* Exercise description *
Please answer these questions using the excerpt about Stephen and the retreat sermons below, numbering your answers to match.
1. What position does Stephen hold at Belvedere?
2. Who gives the series of sermons during the class's religious retreat?
3. In the second sermon, what is named as chief among the spiritual torments?

Stephen has become a regular frequenter of Dublin’s red light district, sauntering and taking prostitutes as his fancy takes him.

He had sinned mortally not once but many times and he knew that, while he stood in danger of eternal damnation for the first sin alone, by every succeeding sin he multiplied his guilt and his punishment.

At Belvedere he now holds the position of prefect of the Sodality of the Blessed Virgin Mary, responsible for supervising the young boys at Mass, which sits bitterly ironically alongside his night-time debauchery but ‘ The falsehood of his position did not pain him.’

A little way into Chapter 3 his class are sent on a religious retreat which is marked by the series of sermons given by Father Arnall (who appears to be on secondment from Clongowes – after all, they’re both Jesuit establishments). The sermons’ subject is the four Last Things: death, judgment, heaven and hell, and it triggers ‘a crisis of guilt and piety’ in Stephen, prompting a period of profound introspection and desire for repentance but which reads more, to me, like a panic attack:

The next day brought death and judgement, stirring his soul slowly from its listless despair. The faint glimmer of fear became a terror of spirit as the hoarse voice of the preacher blew death into his soul. He suffered its agony. He felt the deathchill touch the extremities and creep onward towards the heart, the film of death veiling the eyes, the bright centres of the brain extinguished one by one like lamps, the last sweat oozing upon the skin, the powerlessness of the dying limbs, the speech thickening and wandering and failing, the heart throbbing faintly and more faintly, all but vanquished, the breath, the poor breath, the poor helpless human spirit, sobbing and sighing, gurgling and rattling in the throat. No help! No help!

The sermons describe in exquisitely logical detail: the original sin of Lucifer and his fellow angels who fell from heaven at God’s command; the torments of hell in terrifying detail, beginning with the physical horrors: the pestilential air of hell; the stench of rotting bodies; the nature of the fires of hell which rage intensely and eternally; how the blood and the brains of the sinner boil with no hope of relief; the torment deriving from the squalid company endured by every soul in hell, devils as well as other sinners.

This first sermon leaves Stephen paralysed with fear and convinced that he, personally, is going to hell. After chapel he listens to the trivial talk of the other students who are not as affected by the sermon as he is. There is an academic class, then it’s back to the chapel for another sermon in which Father Arnall continues his tour of hell, switching from physical to spiritual torments, chief among which is the pain of separation from God.

(Pointing dataset lines)
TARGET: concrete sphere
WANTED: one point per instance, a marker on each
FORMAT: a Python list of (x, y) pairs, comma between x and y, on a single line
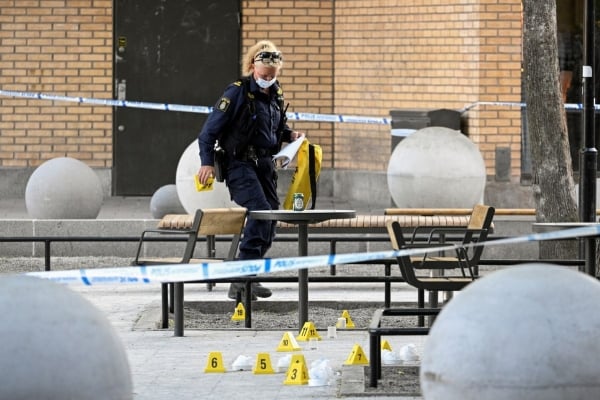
[(527, 333), (188, 166), (63, 188), (165, 201), (436, 167), (56, 345)]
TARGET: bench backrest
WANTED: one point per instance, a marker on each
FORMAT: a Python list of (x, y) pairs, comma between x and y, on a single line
[(222, 221)]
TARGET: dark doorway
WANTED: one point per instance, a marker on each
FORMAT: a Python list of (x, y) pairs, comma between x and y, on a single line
[(176, 52)]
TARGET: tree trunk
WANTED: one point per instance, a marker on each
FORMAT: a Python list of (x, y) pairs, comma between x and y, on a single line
[(554, 187)]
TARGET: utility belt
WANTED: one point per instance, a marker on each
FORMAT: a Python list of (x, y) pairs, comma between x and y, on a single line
[(253, 153)]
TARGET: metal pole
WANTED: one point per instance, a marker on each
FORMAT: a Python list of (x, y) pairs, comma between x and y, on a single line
[(588, 155)]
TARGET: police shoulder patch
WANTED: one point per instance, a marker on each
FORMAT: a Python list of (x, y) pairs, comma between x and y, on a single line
[(223, 104)]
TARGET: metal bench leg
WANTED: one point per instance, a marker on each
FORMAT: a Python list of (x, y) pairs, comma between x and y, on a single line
[(178, 305), (164, 309), (375, 355), (248, 304), (388, 287), (171, 297), (421, 305)]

* Task response *
1. Prefect of the Sodality of the Blessed Virgin Mary
2. Father Arnall
3. The pain of separation from God